• [Assignment]: All of the entries below should be returned verbatim, apart from the pictures.

────────────────────────────────────────

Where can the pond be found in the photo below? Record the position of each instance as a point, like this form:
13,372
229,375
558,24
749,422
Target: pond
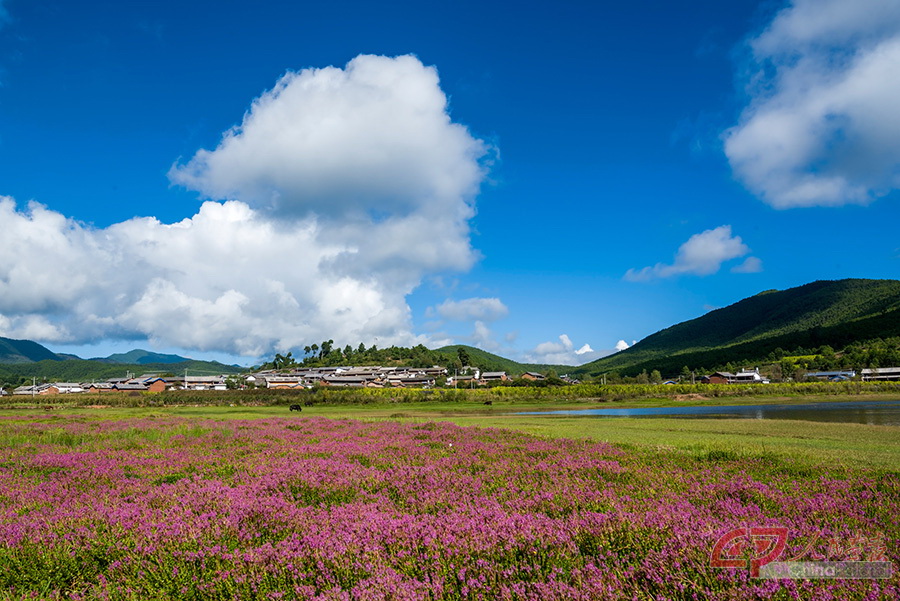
881,413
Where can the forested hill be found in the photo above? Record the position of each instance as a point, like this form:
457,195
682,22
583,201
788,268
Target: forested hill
834,313
491,362
24,351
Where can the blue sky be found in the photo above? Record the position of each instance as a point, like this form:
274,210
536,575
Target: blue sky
545,180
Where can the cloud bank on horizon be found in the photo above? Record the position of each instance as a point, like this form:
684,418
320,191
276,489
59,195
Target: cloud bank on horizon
822,123
338,193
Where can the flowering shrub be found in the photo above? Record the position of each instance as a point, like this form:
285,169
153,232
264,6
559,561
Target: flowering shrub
336,509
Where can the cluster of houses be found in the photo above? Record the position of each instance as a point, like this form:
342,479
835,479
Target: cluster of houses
380,377
882,374
745,376
143,383
348,377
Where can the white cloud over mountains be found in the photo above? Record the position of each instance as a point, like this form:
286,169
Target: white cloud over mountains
703,254
563,353
472,309
343,188
822,126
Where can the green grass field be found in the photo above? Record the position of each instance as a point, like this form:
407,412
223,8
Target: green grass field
799,443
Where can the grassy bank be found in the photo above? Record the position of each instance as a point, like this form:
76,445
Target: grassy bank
800,443
581,393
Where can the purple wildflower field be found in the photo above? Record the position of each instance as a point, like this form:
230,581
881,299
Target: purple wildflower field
308,508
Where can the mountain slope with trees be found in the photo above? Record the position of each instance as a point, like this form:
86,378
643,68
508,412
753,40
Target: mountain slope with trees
24,351
834,313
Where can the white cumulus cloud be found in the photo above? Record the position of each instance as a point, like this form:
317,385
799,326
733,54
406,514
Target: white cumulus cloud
703,254
822,125
472,309
342,190
562,353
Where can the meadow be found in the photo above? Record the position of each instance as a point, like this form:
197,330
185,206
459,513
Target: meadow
259,503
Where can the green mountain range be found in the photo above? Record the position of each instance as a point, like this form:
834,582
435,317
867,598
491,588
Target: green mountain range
24,351
834,313
26,359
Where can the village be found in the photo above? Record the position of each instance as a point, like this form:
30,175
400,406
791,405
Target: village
380,377
347,377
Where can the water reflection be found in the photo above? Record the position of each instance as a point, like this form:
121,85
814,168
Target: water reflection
879,413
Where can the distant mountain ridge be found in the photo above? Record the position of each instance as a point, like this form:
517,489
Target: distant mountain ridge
142,357
492,362
835,313
24,351
26,358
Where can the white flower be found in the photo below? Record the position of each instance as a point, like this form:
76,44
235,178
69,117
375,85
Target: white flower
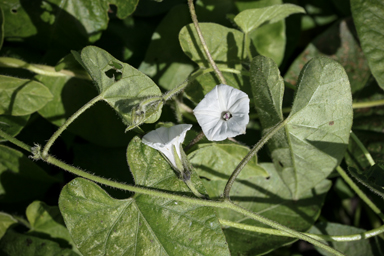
223,113
164,139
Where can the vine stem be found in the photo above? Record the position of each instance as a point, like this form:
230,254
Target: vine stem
67,123
249,156
363,148
270,231
359,192
202,40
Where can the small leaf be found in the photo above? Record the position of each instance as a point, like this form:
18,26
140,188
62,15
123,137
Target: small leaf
6,221
225,45
224,157
141,224
15,244
317,131
373,178
47,221
364,247
367,16
20,174
251,19
122,88
19,97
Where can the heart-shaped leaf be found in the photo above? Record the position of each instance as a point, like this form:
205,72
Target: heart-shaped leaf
317,130
142,224
19,97
122,86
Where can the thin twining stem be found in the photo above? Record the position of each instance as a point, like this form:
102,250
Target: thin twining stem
249,156
363,148
271,231
198,30
359,192
68,122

────────────────────────────────────────

• [Exercise result]:
Where can the pond be found in the photo below? Record the position of each instance as a point, like this form:
13,372
229,375
558,24
749,422
Target: pond
881,413
Where can the forested hill be found in the photo above? Record the position of each instance as a point, like this form:
457,195
682,22
583,201
788,268
Target: forested hill
834,313
491,362
24,351
Where can the blue sky be found in the photo above? Record the position of each instance as a point, like this form:
274,210
536,575
Target: blue sky
545,180
Where can the cloud bank on horizon be found in the photo above? Record the position of each instance as a point, like this form:
684,418
320,191
276,489
59,195
Target: cloud bank on horizon
822,123
338,193
Where can the flowering shrub be found in the photo above? Record the position of each instance as a point, like this form:
285,169
153,232
264,6
559,561
Target: flowering shrub
336,509
Where can the cluster of houses be found in the photo above? Record the position of each instance as a point, like this form:
342,479
835,479
Target: cluster of houses
380,377
882,374
745,376
143,383
348,377
Where can the white cloud over mountains be found in the photo above? Record the position of each instance as a point, like this form:
286,169
Target: white cloud over mountains
703,254
563,353
472,309
343,188
822,126
Where can the green grass field be found in the photo above? Record the position of each instance as a point, like this form:
407,412
223,8
Target: green grass field
799,443
Where can the grassy bank be found in the photo above? Record the position of each instance as a point, like this form:
76,445
Target: grassy bank
800,443
581,393
Where can the purple wildflower field be found in the photo above? Record the position of each instance as a point, like this form:
230,581
881,299
Target: purple wildflower field
308,508
Where can the mountain slope with trees be found in the photo above? Record the position of each instance as a point, like this form:
86,378
643,68
508,412
753,40
Target: mountain slope with trees
24,351
834,313
Where can the white cumulus cloud be found in the photo above? Record the position of each instance as a point, like this form:
317,385
799,326
733,54
406,514
Target: white cumulus cloud
703,254
822,125
472,309
342,190
562,353
Where can the meadow be found in the photo above? Record the position of each instance as a point, like this form:
197,330
185,206
459,513
Target: meadow
259,503
Where can the green mountain range be found in the photo above? Record the position of each instance as a point, like this form:
834,582
435,317
867,598
491,588
Target: green mountain range
24,351
834,313
26,359
Where can the village be found in the photo above? Record the position of each instance as a point, like this form:
30,175
400,406
791,405
Target: village
380,377
347,377
Where can the water reflection be found in the photo above? Record the position of each instance as a point, like this form:
121,85
814,168
Target: water reflection
879,413
Where can the distant mountain ridge be found in the photo above? Record the position of each instance as a point, like this form:
517,489
Target: distant mountain ridge
142,357
492,362
835,313
24,351
26,358
Where can the white flower be found in the photo below? Record the position of each instance as a point, like this form:
76,44
235,178
69,117
375,85
Target: white flower
223,113
164,139
Where can the vine stem be found in the photo above? Record the position of each instance as a point, like this form:
230,254
Target: vine stem
67,123
249,156
363,148
270,231
359,192
202,40
Where can the small leaf be found in the photo above? Record the position of each instance as a point, like this form:
18,26
140,188
62,15
123,137
Target: small leaf
6,221
225,45
224,157
141,224
15,244
317,131
373,178
47,221
364,247
367,16
20,174
251,19
122,88
19,97
Where can the heart-shaped leaf be found in the photo above? Record the position of each instance as a point, like this form:
205,72
Target: heart-shaped leaf
317,130
142,224
19,97
122,86
Where can the thin twining stem be found in the photo above? Record the position of each instance as a point, like this form:
102,250
Target: thin twining stem
249,156
363,148
271,231
198,30
359,192
68,122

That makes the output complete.